Question:medium

If $a$ and $b$ are arbitrary constants, then the differential equation representing the family of curves $y = a \sin(x + b)$ is

Show Hint

For $y = A\sin(kx + \phi)$, the second derivative is always $-k^2y$. Here $k=1$, so $y'' = -y$.
  • $\frac{d^{2}y}{dx^{2}} - y = 0$
  • $\frac{d^{2}y}{dx^{2}} + y = 0$
  • $\frac{d^{2}y}{dx^{2}} - y^{2} = 0$
  • $\frac{dy}{dx} - y = 0$
Show Solution

The Correct Option is B

Solution and Explanation

Step 1: Understanding the Concept:
The order of a differential equation is equal to the number of arbitrary constants in the given equation. Since there are two constants (\(a\) and \(b\)), we differentiate twice to eliminate them.

------------------------------

GIVEN INSTRUCTION 1 = Gather every line in the records below that contains the word "frame", and copy each such line in full.

------------------------------

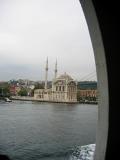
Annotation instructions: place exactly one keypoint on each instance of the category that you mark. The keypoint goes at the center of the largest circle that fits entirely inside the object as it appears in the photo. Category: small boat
(8, 100)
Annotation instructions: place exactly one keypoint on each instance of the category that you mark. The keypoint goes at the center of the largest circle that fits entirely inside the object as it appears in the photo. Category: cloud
(31, 30)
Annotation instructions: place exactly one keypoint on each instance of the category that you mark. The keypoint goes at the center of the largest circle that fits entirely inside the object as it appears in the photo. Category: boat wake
(83, 152)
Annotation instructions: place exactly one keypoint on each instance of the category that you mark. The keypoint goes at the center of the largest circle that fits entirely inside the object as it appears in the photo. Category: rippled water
(34, 130)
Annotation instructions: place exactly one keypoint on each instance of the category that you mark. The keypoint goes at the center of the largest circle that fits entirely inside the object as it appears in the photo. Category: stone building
(64, 88)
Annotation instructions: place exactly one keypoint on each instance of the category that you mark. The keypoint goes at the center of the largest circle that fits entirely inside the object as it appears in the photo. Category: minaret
(56, 69)
(46, 73)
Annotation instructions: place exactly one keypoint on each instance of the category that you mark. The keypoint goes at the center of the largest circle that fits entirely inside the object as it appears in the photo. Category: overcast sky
(32, 30)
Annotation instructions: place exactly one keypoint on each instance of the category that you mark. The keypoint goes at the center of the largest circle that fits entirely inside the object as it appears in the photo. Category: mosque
(64, 89)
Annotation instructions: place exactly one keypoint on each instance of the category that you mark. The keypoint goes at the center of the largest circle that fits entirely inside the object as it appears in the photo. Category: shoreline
(37, 100)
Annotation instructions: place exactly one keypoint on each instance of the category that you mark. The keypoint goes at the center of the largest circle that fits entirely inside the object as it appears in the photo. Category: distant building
(14, 90)
(88, 93)
(64, 89)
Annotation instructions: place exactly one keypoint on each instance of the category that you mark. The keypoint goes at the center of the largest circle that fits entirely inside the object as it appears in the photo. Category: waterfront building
(64, 88)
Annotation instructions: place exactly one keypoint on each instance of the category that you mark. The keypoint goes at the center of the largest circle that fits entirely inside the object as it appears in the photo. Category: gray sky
(32, 30)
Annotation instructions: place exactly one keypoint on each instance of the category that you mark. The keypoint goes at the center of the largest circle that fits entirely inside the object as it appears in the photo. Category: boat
(8, 100)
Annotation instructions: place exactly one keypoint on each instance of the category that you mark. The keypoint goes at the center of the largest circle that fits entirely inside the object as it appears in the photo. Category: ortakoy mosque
(64, 88)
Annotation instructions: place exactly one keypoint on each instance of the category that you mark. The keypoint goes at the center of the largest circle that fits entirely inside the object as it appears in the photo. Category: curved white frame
(103, 103)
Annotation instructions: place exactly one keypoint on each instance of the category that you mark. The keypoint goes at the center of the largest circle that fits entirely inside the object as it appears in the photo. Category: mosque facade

------------------------------

GIVEN INSTRUCTION 2 = Based on the differential equation problem above, state whether each statement agrees with it. Answer yes or no, and quote the words that decide it. (a) The constants are eliminated by differentiating twice. (b) Option A is given as the correct choice. (c) The hint sets k equal to 1 for this family of curves.

WRITTEN REPLY 1 =
Annotation instructions: place exactly one keypoint on each instance of the category that you mark. The keypoint goes at the center of the largest circle that fits entirely inside the object as it appears in the photo. Category: curved white frame

WRITTEN REPLY 2 =
(a) Yes: "we differentiate twice to eliminate them."
(b) No: "The Correct Option is B"
(c) Yes: "Here $k=1$"